-------- RECORDS PROVIDED

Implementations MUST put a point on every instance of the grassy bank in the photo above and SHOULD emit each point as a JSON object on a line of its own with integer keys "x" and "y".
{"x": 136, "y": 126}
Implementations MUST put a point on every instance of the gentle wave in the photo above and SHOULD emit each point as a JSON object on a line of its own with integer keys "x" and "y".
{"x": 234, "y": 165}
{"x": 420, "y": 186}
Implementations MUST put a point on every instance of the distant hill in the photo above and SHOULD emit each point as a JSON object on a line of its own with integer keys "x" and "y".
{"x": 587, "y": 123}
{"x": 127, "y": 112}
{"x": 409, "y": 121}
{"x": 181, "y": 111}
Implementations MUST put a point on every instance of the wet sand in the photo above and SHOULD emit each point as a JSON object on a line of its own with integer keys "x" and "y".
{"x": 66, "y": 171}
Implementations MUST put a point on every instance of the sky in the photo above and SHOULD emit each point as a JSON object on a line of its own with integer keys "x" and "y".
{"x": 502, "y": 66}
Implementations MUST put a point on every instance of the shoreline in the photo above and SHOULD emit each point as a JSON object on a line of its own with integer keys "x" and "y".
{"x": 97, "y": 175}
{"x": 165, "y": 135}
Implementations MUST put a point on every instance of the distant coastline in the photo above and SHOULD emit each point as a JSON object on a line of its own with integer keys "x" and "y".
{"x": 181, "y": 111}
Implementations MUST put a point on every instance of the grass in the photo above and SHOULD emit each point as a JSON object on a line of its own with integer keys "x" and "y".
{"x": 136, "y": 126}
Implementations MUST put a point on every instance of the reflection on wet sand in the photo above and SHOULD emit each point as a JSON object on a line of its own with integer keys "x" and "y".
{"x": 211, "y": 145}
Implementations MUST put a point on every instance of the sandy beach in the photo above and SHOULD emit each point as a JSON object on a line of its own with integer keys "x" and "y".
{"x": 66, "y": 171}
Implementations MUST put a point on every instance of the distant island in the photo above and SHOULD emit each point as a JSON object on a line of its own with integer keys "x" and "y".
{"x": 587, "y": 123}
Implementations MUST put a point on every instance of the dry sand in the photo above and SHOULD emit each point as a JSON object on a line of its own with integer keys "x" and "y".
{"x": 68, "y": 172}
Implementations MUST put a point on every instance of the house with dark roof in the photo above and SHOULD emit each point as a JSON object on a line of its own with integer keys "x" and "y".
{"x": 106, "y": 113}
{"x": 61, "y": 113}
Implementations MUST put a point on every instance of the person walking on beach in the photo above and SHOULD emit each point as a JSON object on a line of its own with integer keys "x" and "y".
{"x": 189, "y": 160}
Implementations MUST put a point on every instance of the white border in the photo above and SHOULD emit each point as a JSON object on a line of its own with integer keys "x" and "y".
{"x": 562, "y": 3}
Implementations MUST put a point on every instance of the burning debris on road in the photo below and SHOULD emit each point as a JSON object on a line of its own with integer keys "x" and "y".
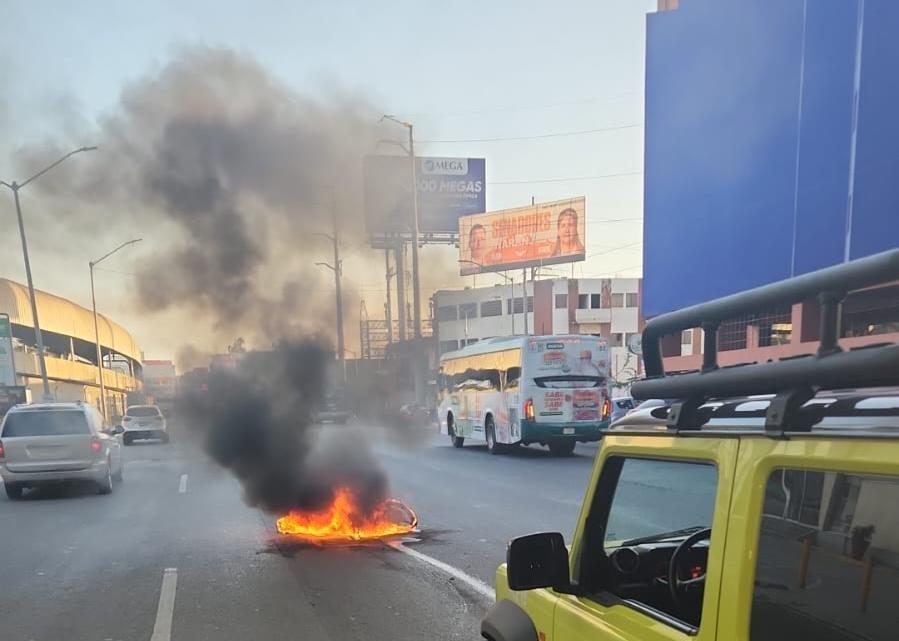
{"x": 258, "y": 414}
{"x": 343, "y": 520}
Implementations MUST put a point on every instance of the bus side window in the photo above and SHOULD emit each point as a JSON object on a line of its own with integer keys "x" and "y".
{"x": 513, "y": 375}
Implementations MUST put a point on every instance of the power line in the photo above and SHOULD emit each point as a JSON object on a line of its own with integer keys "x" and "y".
{"x": 613, "y": 272}
{"x": 614, "y": 220}
{"x": 609, "y": 251}
{"x": 534, "y": 137}
{"x": 562, "y": 180}
{"x": 520, "y": 106}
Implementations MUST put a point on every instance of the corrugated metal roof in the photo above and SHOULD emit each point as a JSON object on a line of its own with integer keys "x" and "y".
{"x": 62, "y": 316}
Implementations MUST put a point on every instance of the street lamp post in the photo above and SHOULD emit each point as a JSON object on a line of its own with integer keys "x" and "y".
{"x": 39, "y": 338}
{"x": 337, "y": 268}
{"x": 93, "y": 264}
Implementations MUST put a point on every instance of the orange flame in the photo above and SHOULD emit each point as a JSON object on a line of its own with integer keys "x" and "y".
{"x": 344, "y": 520}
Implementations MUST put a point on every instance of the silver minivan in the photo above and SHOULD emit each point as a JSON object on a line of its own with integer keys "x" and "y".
{"x": 52, "y": 442}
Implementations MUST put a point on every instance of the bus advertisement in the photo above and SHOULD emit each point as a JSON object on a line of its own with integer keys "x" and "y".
{"x": 552, "y": 390}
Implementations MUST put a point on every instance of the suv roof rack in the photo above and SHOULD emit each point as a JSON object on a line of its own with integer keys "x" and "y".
{"x": 793, "y": 380}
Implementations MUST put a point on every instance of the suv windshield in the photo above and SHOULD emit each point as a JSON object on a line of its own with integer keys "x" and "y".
{"x": 656, "y": 499}
{"x": 142, "y": 412}
{"x": 45, "y": 423}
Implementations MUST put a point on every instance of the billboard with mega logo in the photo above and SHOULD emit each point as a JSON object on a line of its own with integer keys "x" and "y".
{"x": 447, "y": 189}
{"x": 541, "y": 234}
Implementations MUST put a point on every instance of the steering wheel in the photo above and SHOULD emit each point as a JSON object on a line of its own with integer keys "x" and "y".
{"x": 676, "y": 585}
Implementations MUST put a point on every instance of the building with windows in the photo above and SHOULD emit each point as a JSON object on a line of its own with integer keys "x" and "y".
{"x": 70, "y": 349}
{"x": 607, "y": 307}
{"x": 794, "y": 105}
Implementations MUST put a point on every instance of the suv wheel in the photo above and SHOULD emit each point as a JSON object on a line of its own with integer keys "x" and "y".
{"x": 490, "y": 433}
{"x": 105, "y": 486}
{"x": 562, "y": 447}
{"x": 13, "y": 491}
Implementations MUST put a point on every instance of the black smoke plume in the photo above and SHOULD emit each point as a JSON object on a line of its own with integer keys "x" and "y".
{"x": 259, "y": 415}
{"x": 231, "y": 178}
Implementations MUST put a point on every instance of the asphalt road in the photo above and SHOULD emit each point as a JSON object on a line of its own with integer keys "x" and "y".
{"x": 199, "y": 564}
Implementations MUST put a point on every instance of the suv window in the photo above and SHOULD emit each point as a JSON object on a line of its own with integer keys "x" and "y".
{"x": 828, "y": 558}
{"x": 655, "y": 496}
{"x": 654, "y": 507}
{"x": 142, "y": 412}
{"x": 45, "y": 423}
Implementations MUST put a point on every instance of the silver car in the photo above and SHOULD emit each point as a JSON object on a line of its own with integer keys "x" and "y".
{"x": 143, "y": 422}
{"x": 52, "y": 442}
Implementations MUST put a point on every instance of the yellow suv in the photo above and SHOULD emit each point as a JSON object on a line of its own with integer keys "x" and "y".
{"x": 763, "y": 505}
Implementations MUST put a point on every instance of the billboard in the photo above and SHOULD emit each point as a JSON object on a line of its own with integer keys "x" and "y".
{"x": 541, "y": 234}
{"x": 745, "y": 193}
{"x": 447, "y": 189}
{"x": 7, "y": 364}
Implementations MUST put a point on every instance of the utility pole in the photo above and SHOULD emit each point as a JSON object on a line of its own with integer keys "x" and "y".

----------------

## DIRECTIVE
Could you set down all of the material above, reproducing every line without a single change? Leave the pictures out of your answer.

## SOLUTION TO THIS TASK
Implementations MUST put a point on every instance of the grassy bank in the photo above and SHOULD emit each point as a JSON object on a line of its own with integer keys "x" and "y".
{"x": 136, "y": 126}
Implementations MUST put a point on every instance of the gentle wave in the photo above and SHOULD emit each point as a JSON object on a line of its own with integer keys "x" and "y".
{"x": 234, "y": 165}
{"x": 420, "y": 186}
Implementations MUST put a point on every instance of the distant hill in the photo above and SHOULD emit each point as a JSON object on a line of its own with integer keys "x" and "y".
{"x": 587, "y": 123}
{"x": 127, "y": 112}
{"x": 409, "y": 121}
{"x": 181, "y": 111}
Implementations MUST put a point on every instance of the wet sand in the photo above and SHOULD emit each point as a JSON object on a line of its own with integer keys "x" and "y".
{"x": 66, "y": 171}
Implementations MUST put a point on every instance of the sky in the photo above and SHOULD emit each point as a JSON object on a line of its own with integer keys "x" and "y".
{"x": 502, "y": 66}
Implementations MUST put a point on every instance of the shoreline in the photo above and SHOULD emit each point as a JSON object on a line of its own with integer keys "x" and "y".
{"x": 97, "y": 175}
{"x": 165, "y": 135}
Implementations MUST put a point on every instance of the distant coastline in the photo above and SHOULD emit each point as a JSON object on a line of its own with integer keys "x" and "y".
{"x": 181, "y": 111}
Implementations MUST put a point on every instance of the grass in the photo above and SHOULD emit each point as a JSON object on a line of its own with integer keys "x" and "y".
{"x": 136, "y": 126}
Implementations MUST put a point on every instance of the reflection on wet sand in the photo above and SHOULD emit each point as a JSON object on a line of its own with integer keys "x" and "y".
{"x": 211, "y": 145}
Implementations MUST put a point on every instance of the sandy beach in the photo above and SHOULD emit each point as a JSON object on a line of its own with integer keys "x" and "y".
{"x": 66, "y": 171}
Implementations MUST put a point on every instance of the distant island in the photo above and SHOULD emit each point as a JSON object on a line of its own with integer keys "x" and "y".
{"x": 587, "y": 123}
Implementations MUST put a point on every instance of the dry sand in the photo above and SHOULD emit each point as a JSON object on a line of its own with integer keys "x" and "y".
{"x": 68, "y": 172}
Implementations MUST put a point on every instance of the house with dark roof in the photo above and SHOULD emit each point as a JSON object on a line of its own with integer keys "x" and "y".
{"x": 106, "y": 113}
{"x": 61, "y": 113}
Implementations MUST put a point on every instance of the person walking on beach in the photo above and SHOULD emit each point as a JSON object on a line of its own with integer keys "x" and "y".
{"x": 189, "y": 160}
Implementations MUST put a point on every instance of the white border in the photo above and SHOULD emit each point as a JSON object on a line of its own with integer keys "x" and "y".
{"x": 562, "y": 3}
Implementations MUST put a point on every instance of the burning debris on road in the photo below and SHOULD emit each point as a JSON object on a line of its own with integer keys "x" and "y".
{"x": 258, "y": 414}
{"x": 343, "y": 520}
Implementations MUST put a point on every instance of the bus side window in the photo above and SHOULD emit each point as a JSON object on a line of its own with integer keys "x" and "y".
{"x": 513, "y": 375}
Implementations MUST put a point on every instance of the power line in the photo above and SHOULD emit each point as a JSON object on a line of its own with integer keys "x" and "y".
{"x": 613, "y": 272}
{"x": 614, "y": 220}
{"x": 609, "y": 251}
{"x": 534, "y": 137}
{"x": 562, "y": 180}
{"x": 520, "y": 106}
Implementations MUST put a point on every instance of the corrugated metal roof in the photo above and SHOULD emit each point as a JSON object on a line of its own with integer keys "x" and "y".
{"x": 62, "y": 316}
Implementations MUST put a point on every instance of the street lamp post in the photo above and SHOULD emit each point as a JSON object on a line of its own with integer keys "x" and "y".
{"x": 39, "y": 338}
{"x": 337, "y": 268}
{"x": 93, "y": 264}
Implementations MUST put a point on every instance of the orange flame in the photo above and SHOULD emit each point as a JSON object on a line of its own with integer keys "x" and "y".
{"x": 344, "y": 520}
Implementations MUST put a point on every instance of the silver minivan in the photo above and SHOULD emit each point as a JSON object on a line of its own with integer keys "x" and "y".
{"x": 52, "y": 442}
Implementations MUST put a point on every instance of the bus advertisement in the photo above and SHOULD emit each point as a JSON object on a line of its own with integer keys "x" and "y".
{"x": 552, "y": 390}
Implementations MUST put a point on every instance of the suv roof rack in the photo above and SHOULD emit each point as a JSON object on a line of its own with integer keys "x" and "y".
{"x": 793, "y": 380}
Implementations MUST put a point on every instance of the suv windshield in the photo above and SHOULD emit each point as a JSON object on a line of its own with integer keys "x" and "y".
{"x": 656, "y": 499}
{"x": 142, "y": 412}
{"x": 45, "y": 423}
Implementations MUST put a point on every instance of the billboard with mega logo in the photo above and SHOULD emit each point as a JSON object on a line of its own with integer keys "x" and "y".
{"x": 447, "y": 189}
{"x": 541, "y": 234}
Implementations MUST put a point on every instance of the steering wheel in the photo above and SHOULD emit each point as a JSON object on a line of its own with integer keys "x" and "y".
{"x": 676, "y": 585}
Implementations MUST put a point on every instance of the building with windows in the photo above and SHOULD emit each point as a JSON object on a line of its own with integer keys "x" and "y".
{"x": 70, "y": 349}
{"x": 607, "y": 307}
{"x": 794, "y": 105}
Implementations MUST put a point on every instance of the suv wheel in the photo above and SHOULD emit each point as a JSON object on a line of its own with integer keys "x" and "y".
{"x": 490, "y": 433}
{"x": 105, "y": 486}
{"x": 562, "y": 447}
{"x": 13, "y": 491}
Implementations MUST put a point on every instance of the black smoke plume in the photo above and SHOULD emit each point as a JSON object on a line of its own with integer keys "x" and "y".
{"x": 259, "y": 415}
{"x": 231, "y": 178}
Implementations MUST put a point on every instance of the asphalt road in the photo above and SHOULD emit each point as a JSON object on a line of its own with integer keys "x" and "y".
{"x": 199, "y": 564}
Implementations MUST put a point on every instance of the suv window in the photo above and SHOULD emit each point as a JSON object on a line of its own with integer keys "x" and "y".
{"x": 828, "y": 558}
{"x": 655, "y": 496}
{"x": 654, "y": 507}
{"x": 142, "y": 412}
{"x": 45, "y": 423}
Implementations MUST put a point on every instance of the silver car in the photo above and SHOULD emit each point as a JSON object on a line of its own with integer keys "x" and "y".
{"x": 143, "y": 422}
{"x": 52, "y": 442}
Implementations MUST put a point on every instance of the yellow suv in the photo above and SHOULD emit each point as a JSON object on a line of its own with integer keys "x" and "y".
{"x": 763, "y": 505}
Implementations MUST put a point on every instance of the billboard in the photo above and SHOULD emit each point as a JSON object on a line of its own with integer keys "x" and "y".
{"x": 541, "y": 234}
{"x": 745, "y": 193}
{"x": 447, "y": 189}
{"x": 7, "y": 364}
Implementations MUST put a point on every instance of the utility pole in the photo above and SHOULD emit each point as a JSON object on a line of its own with integer keys "x" and "y".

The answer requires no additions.